(Entries from a dataset)

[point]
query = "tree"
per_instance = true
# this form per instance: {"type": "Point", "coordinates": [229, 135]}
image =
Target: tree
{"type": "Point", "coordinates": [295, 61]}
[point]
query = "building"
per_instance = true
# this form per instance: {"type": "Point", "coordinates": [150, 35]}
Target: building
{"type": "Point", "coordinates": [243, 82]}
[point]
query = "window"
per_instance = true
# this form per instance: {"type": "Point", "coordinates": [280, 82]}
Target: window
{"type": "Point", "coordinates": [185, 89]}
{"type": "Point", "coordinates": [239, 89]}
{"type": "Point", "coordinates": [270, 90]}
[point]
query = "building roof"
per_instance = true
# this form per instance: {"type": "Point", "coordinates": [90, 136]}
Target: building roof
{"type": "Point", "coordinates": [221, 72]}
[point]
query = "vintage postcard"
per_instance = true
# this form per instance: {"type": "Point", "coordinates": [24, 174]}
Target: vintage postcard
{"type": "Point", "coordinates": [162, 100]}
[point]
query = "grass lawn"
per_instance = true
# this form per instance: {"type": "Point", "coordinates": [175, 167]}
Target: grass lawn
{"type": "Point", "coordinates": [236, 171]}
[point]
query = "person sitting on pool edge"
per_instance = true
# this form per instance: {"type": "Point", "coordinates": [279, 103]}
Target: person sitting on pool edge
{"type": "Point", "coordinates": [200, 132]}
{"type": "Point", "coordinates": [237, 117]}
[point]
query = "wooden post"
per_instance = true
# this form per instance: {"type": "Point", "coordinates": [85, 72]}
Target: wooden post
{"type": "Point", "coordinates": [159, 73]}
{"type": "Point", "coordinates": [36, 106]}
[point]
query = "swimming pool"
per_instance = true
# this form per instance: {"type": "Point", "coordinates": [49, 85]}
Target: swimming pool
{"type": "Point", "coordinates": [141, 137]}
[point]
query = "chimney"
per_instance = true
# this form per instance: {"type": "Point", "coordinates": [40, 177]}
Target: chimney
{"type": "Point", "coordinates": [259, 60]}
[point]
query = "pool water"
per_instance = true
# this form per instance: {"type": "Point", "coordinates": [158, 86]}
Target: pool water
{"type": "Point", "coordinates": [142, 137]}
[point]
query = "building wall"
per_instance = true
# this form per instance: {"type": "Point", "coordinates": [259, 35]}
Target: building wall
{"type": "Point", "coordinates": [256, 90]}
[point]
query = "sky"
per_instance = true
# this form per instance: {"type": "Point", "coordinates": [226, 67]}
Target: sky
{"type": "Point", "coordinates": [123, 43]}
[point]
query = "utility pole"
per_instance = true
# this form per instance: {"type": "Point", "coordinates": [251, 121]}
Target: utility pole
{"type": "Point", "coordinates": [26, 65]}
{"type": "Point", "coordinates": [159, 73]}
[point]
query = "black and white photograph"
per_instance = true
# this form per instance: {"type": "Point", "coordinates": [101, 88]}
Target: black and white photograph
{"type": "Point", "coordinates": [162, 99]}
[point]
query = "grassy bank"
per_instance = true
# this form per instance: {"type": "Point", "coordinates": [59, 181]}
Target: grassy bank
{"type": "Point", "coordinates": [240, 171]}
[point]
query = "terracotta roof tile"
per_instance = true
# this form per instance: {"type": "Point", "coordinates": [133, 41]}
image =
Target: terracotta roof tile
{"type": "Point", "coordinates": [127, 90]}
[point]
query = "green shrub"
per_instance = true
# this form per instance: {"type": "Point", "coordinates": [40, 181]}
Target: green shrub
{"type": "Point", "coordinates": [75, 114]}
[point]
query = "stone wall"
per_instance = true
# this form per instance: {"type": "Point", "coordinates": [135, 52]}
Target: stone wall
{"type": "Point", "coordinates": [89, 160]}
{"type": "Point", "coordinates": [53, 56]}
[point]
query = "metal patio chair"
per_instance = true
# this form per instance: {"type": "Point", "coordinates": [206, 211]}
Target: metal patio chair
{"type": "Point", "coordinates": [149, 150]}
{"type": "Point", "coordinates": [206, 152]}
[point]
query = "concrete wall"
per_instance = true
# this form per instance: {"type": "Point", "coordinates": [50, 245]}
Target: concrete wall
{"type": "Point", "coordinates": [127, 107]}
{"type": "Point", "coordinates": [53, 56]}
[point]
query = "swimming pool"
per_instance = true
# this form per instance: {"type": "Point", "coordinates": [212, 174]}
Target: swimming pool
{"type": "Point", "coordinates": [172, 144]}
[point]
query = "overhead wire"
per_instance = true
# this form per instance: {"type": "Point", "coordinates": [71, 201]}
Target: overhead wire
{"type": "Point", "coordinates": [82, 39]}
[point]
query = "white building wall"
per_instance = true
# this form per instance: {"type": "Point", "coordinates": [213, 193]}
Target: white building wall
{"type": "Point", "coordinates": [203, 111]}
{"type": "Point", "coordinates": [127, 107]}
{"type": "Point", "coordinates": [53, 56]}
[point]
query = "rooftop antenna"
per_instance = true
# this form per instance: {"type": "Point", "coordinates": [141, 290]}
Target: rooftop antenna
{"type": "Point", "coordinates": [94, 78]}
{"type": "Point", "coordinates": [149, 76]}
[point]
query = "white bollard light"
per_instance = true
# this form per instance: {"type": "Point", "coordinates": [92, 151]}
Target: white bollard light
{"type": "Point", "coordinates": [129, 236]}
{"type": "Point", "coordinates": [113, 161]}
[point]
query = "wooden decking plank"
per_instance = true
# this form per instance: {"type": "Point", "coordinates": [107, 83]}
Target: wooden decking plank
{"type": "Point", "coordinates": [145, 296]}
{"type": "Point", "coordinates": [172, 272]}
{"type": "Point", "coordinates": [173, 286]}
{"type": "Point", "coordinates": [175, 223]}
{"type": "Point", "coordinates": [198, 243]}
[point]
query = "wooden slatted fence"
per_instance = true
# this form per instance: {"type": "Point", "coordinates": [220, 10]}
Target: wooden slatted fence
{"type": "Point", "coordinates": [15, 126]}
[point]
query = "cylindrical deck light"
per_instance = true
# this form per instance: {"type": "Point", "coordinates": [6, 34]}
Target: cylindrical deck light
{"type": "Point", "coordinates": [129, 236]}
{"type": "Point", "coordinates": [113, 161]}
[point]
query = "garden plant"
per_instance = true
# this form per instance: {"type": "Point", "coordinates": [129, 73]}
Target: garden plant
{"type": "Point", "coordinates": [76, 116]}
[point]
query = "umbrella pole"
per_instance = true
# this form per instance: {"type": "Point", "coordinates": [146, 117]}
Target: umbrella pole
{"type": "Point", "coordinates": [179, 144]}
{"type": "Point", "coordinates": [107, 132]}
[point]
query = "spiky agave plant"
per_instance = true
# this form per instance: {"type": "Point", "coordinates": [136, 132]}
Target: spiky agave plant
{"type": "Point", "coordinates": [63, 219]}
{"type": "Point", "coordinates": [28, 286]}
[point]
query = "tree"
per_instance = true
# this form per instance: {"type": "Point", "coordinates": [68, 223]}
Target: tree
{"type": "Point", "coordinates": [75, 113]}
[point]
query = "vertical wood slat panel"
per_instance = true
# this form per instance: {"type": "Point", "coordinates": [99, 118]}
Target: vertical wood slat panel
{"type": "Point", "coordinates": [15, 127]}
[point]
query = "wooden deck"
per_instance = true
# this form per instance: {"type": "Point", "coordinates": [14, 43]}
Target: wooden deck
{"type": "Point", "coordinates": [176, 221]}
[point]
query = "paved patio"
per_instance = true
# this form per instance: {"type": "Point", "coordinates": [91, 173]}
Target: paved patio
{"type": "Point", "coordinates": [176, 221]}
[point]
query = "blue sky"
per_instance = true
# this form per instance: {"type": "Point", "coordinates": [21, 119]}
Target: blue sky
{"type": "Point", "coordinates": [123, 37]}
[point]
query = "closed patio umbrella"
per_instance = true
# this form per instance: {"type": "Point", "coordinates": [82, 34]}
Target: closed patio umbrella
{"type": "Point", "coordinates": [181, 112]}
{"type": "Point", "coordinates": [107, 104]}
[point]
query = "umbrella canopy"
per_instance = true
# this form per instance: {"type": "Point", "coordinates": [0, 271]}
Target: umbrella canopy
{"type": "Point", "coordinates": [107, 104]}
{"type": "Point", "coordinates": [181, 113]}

Exercise aim: Locate every line above that contains the word "green" and copy each one. Case counts.

Written response:
query = "green shrub"
Target: green shrub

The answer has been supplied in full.